» SOURCE EXTRACT
++++++++++++++++++++

One of the points that Metaphysical Humanism makes, although perhaps it doesn't state it outright, is that meaning is invested in and begins in Being, rather than the other way around. That is to say, put in the simplest of terms, Being doesn’t mean. Meaning is. Or, to turn it into an imperative, Be, don’t mean. (And, by the way, its corollary imperative: don't be mean.)

Being is the meaning. Everything begins by Being; and there’s an intellectual, and emotional, and a material component within our Being, gifted through these three intelligences—intellect, feeling, sensation—directly capable of perceiving Being first, before our intellectual parts begin to interfere with Being and interpret it. If these organs within us are properly developed, Being is our primary mode, experience, and understanding of existence; and we begin to discover that the meaning we read out of and write into our lives is a secondary arising. It's a subset of Being, not the primary component.

++++++++++++++++++++

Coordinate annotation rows

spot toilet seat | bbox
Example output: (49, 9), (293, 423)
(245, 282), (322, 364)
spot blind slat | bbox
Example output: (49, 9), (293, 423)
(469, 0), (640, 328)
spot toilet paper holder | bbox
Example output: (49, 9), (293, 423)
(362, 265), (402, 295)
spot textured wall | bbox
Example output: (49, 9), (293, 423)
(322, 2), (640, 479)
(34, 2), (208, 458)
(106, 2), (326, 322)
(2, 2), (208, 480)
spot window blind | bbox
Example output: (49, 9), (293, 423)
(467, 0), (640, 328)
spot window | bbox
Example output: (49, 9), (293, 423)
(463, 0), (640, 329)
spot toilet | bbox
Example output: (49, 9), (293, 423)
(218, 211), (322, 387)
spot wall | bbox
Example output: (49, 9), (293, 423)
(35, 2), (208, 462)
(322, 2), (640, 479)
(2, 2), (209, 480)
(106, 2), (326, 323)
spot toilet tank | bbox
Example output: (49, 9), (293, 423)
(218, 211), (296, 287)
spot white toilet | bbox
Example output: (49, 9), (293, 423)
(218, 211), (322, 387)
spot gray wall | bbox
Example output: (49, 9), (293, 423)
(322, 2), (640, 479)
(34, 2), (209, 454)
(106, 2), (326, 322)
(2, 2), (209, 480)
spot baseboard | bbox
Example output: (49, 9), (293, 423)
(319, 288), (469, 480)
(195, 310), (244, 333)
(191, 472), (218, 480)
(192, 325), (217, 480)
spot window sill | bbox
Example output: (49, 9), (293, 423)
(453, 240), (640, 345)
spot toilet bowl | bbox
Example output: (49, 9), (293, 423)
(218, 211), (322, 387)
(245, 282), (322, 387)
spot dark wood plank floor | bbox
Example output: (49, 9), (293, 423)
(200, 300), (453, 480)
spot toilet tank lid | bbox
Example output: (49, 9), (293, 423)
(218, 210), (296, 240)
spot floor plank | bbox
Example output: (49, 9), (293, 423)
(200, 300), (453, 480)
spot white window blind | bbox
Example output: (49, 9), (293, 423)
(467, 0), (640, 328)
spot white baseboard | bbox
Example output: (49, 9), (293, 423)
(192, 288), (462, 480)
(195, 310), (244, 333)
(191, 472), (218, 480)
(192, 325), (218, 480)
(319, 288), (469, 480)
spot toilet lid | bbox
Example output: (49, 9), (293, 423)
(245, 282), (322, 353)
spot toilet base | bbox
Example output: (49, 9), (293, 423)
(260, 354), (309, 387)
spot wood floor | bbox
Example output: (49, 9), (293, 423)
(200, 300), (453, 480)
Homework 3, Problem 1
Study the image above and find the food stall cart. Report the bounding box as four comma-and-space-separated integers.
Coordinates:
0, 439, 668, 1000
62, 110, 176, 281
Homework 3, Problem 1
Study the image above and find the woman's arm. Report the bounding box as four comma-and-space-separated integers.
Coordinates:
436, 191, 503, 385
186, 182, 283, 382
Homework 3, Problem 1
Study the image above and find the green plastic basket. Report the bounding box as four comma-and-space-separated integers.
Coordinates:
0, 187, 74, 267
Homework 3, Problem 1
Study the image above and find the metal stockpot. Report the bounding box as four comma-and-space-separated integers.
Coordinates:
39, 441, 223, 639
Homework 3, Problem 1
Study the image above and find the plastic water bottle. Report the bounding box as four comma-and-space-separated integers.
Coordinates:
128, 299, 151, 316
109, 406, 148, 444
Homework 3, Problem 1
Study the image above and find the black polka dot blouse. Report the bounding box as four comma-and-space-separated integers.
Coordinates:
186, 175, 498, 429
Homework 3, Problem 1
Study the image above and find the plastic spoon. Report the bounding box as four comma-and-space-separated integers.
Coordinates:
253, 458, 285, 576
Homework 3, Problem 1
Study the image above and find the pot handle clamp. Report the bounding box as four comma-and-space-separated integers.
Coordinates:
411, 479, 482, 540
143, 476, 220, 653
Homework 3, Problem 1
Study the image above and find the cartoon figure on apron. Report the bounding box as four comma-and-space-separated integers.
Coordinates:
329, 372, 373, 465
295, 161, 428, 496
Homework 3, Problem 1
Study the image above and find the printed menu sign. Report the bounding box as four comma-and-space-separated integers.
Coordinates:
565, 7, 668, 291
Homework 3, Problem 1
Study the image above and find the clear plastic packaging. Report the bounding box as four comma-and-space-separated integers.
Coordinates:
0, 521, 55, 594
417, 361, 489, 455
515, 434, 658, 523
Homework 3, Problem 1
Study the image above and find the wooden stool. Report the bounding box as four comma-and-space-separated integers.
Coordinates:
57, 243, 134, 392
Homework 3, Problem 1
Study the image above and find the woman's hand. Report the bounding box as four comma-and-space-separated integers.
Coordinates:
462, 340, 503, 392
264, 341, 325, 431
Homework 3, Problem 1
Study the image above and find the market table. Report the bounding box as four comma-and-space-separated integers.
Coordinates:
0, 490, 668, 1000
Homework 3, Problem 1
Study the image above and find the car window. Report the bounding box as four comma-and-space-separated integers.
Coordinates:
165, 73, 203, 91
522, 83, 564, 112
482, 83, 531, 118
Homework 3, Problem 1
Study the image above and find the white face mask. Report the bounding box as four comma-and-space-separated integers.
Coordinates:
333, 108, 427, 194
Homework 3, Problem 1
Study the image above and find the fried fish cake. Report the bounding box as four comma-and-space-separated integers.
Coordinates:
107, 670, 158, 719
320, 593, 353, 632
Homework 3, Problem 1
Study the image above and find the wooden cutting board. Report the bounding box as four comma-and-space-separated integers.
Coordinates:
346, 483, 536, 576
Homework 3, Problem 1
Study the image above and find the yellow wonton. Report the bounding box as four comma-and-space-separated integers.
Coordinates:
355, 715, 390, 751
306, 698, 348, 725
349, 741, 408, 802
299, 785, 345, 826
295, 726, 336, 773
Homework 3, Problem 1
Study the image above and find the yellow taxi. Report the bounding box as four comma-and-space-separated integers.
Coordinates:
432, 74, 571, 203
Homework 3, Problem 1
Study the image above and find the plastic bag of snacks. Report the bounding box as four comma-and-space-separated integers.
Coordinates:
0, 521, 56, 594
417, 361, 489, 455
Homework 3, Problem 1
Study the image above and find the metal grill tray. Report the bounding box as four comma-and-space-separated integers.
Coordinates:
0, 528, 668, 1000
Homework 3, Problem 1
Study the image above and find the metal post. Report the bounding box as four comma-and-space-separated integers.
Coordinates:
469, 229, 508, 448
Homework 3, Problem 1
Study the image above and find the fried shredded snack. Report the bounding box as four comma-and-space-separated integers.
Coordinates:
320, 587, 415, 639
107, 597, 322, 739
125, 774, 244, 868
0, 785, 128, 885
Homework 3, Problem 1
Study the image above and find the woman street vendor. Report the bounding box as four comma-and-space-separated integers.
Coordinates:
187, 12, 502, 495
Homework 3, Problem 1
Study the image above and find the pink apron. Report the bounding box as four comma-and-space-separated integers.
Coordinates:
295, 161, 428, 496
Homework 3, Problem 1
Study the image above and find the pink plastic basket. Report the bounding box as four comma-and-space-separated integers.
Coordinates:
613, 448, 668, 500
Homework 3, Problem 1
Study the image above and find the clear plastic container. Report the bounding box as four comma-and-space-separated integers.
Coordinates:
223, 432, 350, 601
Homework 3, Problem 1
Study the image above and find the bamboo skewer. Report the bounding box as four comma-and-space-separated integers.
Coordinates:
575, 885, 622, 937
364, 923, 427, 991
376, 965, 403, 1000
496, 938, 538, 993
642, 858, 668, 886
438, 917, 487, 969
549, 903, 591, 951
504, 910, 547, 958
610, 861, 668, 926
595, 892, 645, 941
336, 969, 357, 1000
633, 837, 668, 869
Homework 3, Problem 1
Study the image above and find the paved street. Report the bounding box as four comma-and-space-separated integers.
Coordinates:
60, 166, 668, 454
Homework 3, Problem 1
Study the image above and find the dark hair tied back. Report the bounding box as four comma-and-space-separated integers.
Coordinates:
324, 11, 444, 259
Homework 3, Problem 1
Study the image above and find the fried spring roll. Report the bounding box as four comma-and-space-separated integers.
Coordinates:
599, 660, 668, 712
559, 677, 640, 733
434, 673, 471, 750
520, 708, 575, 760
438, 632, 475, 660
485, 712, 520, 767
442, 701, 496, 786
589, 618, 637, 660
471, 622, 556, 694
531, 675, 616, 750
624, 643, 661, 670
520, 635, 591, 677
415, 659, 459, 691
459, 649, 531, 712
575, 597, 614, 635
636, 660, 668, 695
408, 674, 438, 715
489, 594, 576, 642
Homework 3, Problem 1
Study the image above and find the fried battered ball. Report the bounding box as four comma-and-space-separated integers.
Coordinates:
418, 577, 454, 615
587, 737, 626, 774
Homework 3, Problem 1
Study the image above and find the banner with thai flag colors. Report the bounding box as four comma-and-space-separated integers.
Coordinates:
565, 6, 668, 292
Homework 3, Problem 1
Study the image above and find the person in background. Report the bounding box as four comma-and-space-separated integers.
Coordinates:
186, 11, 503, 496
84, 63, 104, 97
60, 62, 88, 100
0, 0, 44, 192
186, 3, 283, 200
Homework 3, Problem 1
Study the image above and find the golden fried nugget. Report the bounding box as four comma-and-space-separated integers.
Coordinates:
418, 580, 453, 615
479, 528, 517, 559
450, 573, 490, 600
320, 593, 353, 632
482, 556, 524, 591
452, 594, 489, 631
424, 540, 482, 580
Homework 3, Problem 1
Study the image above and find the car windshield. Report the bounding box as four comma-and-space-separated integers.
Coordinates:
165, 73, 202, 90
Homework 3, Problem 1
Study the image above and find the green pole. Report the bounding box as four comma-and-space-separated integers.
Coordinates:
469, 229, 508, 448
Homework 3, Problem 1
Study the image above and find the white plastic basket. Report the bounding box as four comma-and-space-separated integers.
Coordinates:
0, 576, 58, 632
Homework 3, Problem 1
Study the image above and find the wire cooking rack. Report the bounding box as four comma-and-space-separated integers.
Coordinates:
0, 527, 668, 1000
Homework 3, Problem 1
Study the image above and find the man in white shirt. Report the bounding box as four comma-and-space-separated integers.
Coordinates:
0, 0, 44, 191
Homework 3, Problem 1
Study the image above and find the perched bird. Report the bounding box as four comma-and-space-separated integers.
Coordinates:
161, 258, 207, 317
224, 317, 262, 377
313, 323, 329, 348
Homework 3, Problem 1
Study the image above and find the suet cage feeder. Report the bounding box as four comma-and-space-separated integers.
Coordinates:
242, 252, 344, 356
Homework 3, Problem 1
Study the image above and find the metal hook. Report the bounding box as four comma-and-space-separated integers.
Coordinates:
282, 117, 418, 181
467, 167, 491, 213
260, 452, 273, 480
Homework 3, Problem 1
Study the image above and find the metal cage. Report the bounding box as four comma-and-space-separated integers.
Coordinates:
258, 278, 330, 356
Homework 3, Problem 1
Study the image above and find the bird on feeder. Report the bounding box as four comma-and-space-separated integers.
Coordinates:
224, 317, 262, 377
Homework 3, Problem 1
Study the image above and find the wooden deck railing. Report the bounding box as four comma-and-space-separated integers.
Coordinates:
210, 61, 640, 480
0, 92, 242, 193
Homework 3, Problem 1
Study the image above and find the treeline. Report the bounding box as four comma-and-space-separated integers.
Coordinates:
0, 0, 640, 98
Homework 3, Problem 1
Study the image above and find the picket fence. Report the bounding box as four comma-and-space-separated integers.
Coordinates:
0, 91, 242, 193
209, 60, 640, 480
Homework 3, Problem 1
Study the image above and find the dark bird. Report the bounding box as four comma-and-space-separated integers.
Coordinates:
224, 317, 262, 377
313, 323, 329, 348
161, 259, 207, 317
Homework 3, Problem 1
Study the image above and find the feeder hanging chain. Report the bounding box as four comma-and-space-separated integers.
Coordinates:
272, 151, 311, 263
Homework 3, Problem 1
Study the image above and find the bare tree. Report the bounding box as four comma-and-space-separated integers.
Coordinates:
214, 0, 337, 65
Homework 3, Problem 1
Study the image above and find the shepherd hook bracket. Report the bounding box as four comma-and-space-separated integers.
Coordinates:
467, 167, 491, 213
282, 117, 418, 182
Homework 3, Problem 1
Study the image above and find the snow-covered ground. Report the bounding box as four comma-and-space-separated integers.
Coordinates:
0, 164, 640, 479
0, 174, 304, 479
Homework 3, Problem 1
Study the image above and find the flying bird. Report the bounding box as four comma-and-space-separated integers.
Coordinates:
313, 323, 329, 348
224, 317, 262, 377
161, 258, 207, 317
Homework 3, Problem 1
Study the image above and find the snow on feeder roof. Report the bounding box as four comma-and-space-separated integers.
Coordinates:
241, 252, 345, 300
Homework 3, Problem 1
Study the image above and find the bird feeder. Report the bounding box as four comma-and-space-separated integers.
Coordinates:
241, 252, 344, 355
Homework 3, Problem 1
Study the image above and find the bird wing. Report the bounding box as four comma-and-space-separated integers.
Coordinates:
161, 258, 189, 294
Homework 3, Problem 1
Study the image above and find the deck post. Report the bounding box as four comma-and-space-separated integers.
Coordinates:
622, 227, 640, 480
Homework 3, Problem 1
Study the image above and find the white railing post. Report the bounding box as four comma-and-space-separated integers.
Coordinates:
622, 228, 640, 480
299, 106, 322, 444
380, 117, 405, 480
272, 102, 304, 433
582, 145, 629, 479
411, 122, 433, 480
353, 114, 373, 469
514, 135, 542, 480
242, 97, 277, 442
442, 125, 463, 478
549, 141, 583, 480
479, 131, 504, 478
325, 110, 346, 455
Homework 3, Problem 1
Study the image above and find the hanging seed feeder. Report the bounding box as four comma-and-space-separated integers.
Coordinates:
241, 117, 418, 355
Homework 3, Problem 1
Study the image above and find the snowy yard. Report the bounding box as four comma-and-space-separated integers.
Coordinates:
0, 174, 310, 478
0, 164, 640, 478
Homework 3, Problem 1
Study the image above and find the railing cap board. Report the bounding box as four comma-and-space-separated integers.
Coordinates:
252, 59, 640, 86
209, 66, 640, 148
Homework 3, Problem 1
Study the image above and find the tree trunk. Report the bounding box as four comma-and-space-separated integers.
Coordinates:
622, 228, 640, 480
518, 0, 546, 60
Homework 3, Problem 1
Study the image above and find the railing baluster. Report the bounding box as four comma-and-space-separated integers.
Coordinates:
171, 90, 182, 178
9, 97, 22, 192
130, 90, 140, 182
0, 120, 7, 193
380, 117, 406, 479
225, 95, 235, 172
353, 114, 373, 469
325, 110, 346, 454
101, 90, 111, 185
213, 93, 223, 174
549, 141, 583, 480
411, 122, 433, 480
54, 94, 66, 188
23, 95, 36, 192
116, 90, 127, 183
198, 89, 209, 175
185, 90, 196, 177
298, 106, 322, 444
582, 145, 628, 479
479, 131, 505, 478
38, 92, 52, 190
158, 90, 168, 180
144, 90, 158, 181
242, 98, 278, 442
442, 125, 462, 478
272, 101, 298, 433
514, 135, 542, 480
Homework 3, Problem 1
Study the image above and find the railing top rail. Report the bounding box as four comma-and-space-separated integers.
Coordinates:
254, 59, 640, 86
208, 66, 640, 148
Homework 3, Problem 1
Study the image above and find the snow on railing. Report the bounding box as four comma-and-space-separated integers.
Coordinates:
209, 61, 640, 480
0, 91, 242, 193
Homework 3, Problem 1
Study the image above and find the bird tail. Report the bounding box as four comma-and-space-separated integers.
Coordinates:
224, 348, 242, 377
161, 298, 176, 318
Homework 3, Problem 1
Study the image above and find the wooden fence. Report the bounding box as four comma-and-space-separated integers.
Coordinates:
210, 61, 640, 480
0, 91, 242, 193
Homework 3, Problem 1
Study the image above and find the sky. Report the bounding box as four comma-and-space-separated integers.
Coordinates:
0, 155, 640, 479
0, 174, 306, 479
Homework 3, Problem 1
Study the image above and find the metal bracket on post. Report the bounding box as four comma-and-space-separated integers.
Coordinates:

++++++++++++++++++++

» PROBLEMS
(1) According to the passage on Being, what are the three intelligences through which we can perceive Being?
(2) Duplicate the passage on Being, starting with "Being is the" and going on through "the primary component.".
(3) Pick up the passage on Being at its last sentence and continue writing it.
The rows are separate material and have no connection to the passage on Being.

» ANSWERS IN ORDER
(1) Intellect, feeling, and sensation.

(2)
Being is the meaning. Everything begins by Being; and there’s an intellectual, and emotional, and a material component within our Being, gifted through these three intelligences—intellect, feeling, sensation—directly capable of perceiving Being first, before our intellectual parts begin to interfere with Being and interpret it. If these organs within us are properly developed, Being is our primary mode, experience, and understanding of existence; and we begin to discover that the meaning we read out of and write into our lives is a secondary arising. It's a subset of Being, not the primary component.

(3)
Being, as I have said for almost two decades now, rests within a fundament of Love, out of which it is created. Our attempts to understand this will always fall woefully short, because that Love is infinite in its being and infinite in its capacity. We are extremely tiny organisms, who have by design and effort managed to concentrate a tiny bit of that Love around a gravitational focus of consciousness. We call these reassembled fragments of love our lives; and we live our lives forward into mystery. (Credits to Stewart Kauffman’s fine book Reinventing the Sacred for that phrase. Another reference worth considering is Jeanne de Salzmann’s The Reality of Being, which recapitulates her struggle with the exquisite accuracy of this deeply inward vision of life.)

Yet in the end we cannot read our way into understanding. Our understanding of Being isn't going to come out of books – or this essay.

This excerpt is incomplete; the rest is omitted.